▸ **Votre consigne**: Reproduisez sans rien changer tout ce qui va de « Et pour les » jusqu'à « précise le ministre. » dans le texte sur les rendez-vous médicaux manqués.

▸ **Bloc de texte**:
· · ·
Et pour les patients et médecins qui n'utilisent pas de plateformes comme Doctolib ? S'ils le souhaitent, les médecins pourront demander les coordonnées bancaires aux patients qui téléphonent pour des rendez-vous et les secrétaires pourront les enregistrer, précise le ministre.

« De nombreux médecins ont des secrétariats qui appellent pour confirmer les rendez-vous », complète de son côté au micro de RTL Catherine Vautrin, la ministre du Travail, de la Santé et des Solidarités, « si la personne a confirmé son rendez-vous, le médecin pourra toujours lui redemander cinq euros quand il le reverra ». Une fois encore, c'est au médecin de décider ou non s'il souhaite collecter ces cinq euros en cas de lapin. « La santé a un coût [...] c'est dommage d'en arriver là mais cela procède de la nécessité de responsabiliser chacun », conclut-elle.
· · ·
▸ **Données fournies**:
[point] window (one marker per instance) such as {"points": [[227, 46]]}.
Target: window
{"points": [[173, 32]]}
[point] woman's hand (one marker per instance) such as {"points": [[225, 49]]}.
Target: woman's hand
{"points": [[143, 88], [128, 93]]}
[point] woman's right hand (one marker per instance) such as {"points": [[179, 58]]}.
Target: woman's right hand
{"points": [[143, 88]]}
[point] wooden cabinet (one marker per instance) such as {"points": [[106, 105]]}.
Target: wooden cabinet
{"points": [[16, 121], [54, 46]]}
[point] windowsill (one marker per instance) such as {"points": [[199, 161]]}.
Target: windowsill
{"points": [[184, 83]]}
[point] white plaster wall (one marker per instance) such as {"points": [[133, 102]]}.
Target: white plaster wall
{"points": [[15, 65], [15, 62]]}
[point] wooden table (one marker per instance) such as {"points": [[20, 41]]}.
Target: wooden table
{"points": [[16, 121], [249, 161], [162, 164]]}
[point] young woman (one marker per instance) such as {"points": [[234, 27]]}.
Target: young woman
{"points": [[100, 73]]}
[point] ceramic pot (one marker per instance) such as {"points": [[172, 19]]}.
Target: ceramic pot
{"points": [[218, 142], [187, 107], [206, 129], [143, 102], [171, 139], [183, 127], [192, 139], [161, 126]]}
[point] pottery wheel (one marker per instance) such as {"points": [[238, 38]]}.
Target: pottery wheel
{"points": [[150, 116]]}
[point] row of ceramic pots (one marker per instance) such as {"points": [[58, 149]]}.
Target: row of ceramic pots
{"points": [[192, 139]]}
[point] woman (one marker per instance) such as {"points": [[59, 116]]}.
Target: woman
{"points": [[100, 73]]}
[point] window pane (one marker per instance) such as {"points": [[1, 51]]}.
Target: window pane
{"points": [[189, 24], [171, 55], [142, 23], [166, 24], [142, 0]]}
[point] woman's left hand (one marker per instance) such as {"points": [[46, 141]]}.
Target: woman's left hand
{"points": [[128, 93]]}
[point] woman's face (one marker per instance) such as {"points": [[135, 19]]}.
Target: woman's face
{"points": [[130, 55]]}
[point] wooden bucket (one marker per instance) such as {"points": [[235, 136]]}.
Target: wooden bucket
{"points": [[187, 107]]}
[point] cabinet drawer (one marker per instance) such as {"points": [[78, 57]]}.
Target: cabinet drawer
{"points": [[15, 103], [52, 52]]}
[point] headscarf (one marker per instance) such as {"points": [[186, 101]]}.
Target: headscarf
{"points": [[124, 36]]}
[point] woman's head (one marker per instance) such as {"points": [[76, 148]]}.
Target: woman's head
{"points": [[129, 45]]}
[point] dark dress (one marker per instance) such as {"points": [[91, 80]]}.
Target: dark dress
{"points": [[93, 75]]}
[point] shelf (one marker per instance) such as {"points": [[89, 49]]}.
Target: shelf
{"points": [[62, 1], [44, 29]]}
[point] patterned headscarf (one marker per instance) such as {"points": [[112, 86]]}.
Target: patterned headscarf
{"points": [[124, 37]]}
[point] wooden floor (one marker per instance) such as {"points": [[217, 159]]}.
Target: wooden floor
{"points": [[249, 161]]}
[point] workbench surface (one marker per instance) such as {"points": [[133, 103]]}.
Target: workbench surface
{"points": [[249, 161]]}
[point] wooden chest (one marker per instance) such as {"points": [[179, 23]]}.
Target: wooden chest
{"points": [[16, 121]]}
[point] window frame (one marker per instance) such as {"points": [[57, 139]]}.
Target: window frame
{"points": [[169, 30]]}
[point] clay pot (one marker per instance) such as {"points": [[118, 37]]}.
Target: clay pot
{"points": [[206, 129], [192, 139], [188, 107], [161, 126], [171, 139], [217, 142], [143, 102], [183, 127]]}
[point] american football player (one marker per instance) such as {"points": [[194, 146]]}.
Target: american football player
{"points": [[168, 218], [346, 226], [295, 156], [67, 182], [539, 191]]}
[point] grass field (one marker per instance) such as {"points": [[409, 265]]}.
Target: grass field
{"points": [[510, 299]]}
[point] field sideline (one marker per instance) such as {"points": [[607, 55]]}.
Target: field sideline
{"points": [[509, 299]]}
· · ·
▸ **Réponse proposée**:
Et pour les patients et médecins qui n'utilisent pas de plateformes comme Doctolib ? S'ils le souhaitent, les médecins pourront demander les coordonnées bancaires aux patients qui téléphonent pour des rendez-vous et les secrétaires pourront les enregistrer, précise le ministre.